• Written instruction
Shift every coordinate by adding -132 to each number in the coordinate pairs. Then write out every line again, starting with the line that contains "Would you be able to point at the front door" and going on through the end of the entries, and leave all other text unchanged.

***** Listed entries

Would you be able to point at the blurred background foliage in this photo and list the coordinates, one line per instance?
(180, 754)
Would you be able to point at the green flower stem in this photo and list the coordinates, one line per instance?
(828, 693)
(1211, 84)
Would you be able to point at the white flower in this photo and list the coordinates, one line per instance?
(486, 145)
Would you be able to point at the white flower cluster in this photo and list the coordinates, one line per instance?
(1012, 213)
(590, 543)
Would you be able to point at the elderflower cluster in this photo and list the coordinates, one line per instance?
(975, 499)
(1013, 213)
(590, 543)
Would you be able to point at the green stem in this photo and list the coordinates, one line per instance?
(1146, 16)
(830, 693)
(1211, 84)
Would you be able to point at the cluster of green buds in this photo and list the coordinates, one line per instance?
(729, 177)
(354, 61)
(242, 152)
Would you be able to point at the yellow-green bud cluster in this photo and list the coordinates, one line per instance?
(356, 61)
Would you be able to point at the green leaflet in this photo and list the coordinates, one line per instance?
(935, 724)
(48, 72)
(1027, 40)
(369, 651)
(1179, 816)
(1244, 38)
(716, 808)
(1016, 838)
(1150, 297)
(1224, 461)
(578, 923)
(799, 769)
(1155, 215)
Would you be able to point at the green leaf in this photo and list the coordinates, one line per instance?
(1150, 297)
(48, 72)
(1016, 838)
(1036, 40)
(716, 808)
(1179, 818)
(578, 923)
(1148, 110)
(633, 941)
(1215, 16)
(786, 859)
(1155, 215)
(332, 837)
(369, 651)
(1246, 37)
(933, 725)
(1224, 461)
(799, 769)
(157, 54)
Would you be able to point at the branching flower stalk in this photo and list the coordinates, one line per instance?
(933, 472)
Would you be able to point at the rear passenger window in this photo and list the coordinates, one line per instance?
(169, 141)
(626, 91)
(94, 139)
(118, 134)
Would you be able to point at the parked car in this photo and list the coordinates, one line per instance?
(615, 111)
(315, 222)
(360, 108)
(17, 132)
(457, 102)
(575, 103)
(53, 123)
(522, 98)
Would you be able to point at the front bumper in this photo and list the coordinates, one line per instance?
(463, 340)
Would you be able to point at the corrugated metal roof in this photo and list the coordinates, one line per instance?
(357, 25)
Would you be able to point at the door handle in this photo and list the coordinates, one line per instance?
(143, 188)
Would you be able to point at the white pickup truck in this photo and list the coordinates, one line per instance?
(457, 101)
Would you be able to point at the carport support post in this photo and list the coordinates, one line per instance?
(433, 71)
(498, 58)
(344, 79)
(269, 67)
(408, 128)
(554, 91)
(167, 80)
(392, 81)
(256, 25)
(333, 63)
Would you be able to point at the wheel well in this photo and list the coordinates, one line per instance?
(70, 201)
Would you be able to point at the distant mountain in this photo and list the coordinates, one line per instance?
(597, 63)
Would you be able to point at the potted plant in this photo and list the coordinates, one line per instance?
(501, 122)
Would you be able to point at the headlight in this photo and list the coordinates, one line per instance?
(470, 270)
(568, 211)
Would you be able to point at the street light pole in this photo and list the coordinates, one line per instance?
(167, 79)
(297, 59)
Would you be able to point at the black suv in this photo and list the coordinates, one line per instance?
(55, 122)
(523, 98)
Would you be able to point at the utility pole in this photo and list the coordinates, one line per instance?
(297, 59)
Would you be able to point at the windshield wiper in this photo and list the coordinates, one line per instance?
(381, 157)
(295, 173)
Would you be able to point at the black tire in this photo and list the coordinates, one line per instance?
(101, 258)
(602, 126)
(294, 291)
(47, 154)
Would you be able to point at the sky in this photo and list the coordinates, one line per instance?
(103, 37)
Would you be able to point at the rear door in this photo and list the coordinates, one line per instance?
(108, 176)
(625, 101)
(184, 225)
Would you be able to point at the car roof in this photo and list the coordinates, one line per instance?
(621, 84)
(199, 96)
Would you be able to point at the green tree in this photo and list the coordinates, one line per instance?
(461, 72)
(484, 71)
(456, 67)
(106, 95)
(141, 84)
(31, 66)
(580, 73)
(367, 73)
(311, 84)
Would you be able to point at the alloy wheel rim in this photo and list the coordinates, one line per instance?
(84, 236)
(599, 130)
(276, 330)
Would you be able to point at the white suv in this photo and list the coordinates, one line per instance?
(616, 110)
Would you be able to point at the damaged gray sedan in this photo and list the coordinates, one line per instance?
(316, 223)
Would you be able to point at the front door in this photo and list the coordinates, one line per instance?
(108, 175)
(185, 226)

**********

• Answer to this exercise
Would you be able to point at the front door in this photo and list the coordinates, one line per instance?
(-24, 43)
(53, 94)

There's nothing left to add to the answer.